__Aim of the task__. Word for word, repeat the entries, minus the pictures.

__Entries provided__.

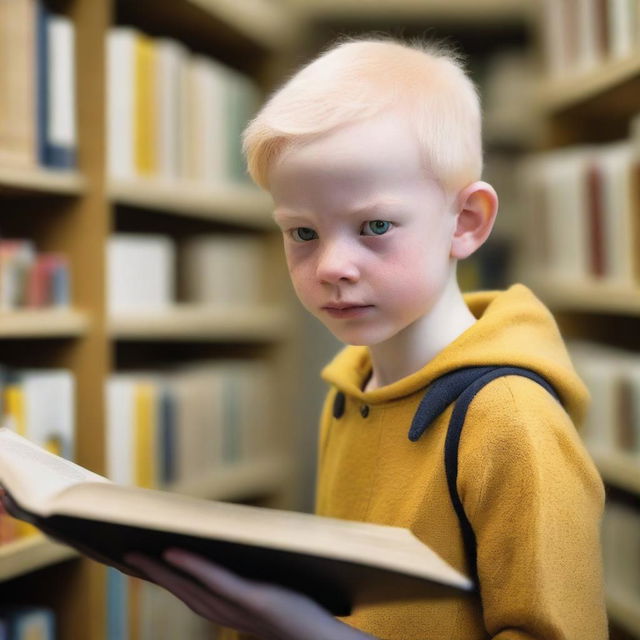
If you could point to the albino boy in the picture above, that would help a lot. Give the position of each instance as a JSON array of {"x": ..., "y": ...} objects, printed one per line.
[{"x": 372, "y": 154}]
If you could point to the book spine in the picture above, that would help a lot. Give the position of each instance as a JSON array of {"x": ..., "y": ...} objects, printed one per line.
[{"x": 61, "y": 136}]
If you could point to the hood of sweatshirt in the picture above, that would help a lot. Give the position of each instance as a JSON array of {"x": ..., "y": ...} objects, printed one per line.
[{"x": 513, "y": 328}]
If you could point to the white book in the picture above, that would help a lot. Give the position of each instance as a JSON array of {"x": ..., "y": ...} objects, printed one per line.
[
  {"x": 621, "y": 24},
  {"x": 616, "y": 165},
  {"x": 555, "y": 37},
  {"x": 223, "y": 269},
  {"x": 170, "y": 57},
  {"x": 632, "y": 375},
  {"x": 121, "y": 42},
  {"x": 589, "y": 51},
  {"x": 334, "y": 561},
  {"x": 120, "y": 424},
  {"x": 601, "y": 368},
  {"x": 49, "y": 396},
  {"x": 61, "y": 128},
  {"x": 140, "y": 272},
  {"x": 212, "y": 86},
  {"x": 568, "y": 210}
]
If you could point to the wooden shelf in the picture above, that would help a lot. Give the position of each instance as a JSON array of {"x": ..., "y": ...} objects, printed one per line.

__Answer space__.
If you could point to the albino boy in the picture above, that would help a lot. Give the position of each instance as a JSON array of {"x": ..., "y": ...} objects, printed one per line.
[{"x": 372, "y": 154}]
If you could point to the book spine in the picture above, that would help a lot. Give the position of each instance as a JSON array of {"x": ..., "y": ...} objects, printed one per line.
[{"x": 61, "y": 136}]
If you could point to the hood of sweatshirt in the picture above, that would help a lot. Give the position of each instance as a JSON array of {"x": ..., "y": ...} objects, printed one per line.
[{"x": 513, "y": 328}]
If you could point to the white book in the picture above, that would help a lot. Give the position of each instance as a JSON array of {"x": ..., "y": ...} objects, printed one per line.
[
  {"x": 621, "y": 24},
  {"x": 616, "y": 165},
  {"x": 555, "y": 37},
  {"x": 223, "y": 269},
  {"x": 170, "y": 57},
  {"x": 632, "y": 375},
  {"x": 121, "y": 42},
  {"x": 589, "y": 51},
  {"x": 334, "y": 561},
  {"x": 120, "y": 424},
  {"x": 601, "y": 368},
  {"x": 49, "y": 396},
  {"x": 61, "y": 128},
  {"x": 140, "y": 272},
  {"x": 212, "y": 86},
  {"x": 568, "y": 210}
]
If you could point to the wooden shelf in the picture above, that would help a lot. Give the position of each instance as a JSON array of {"x": ..., "y": ...} objects, printed one per line.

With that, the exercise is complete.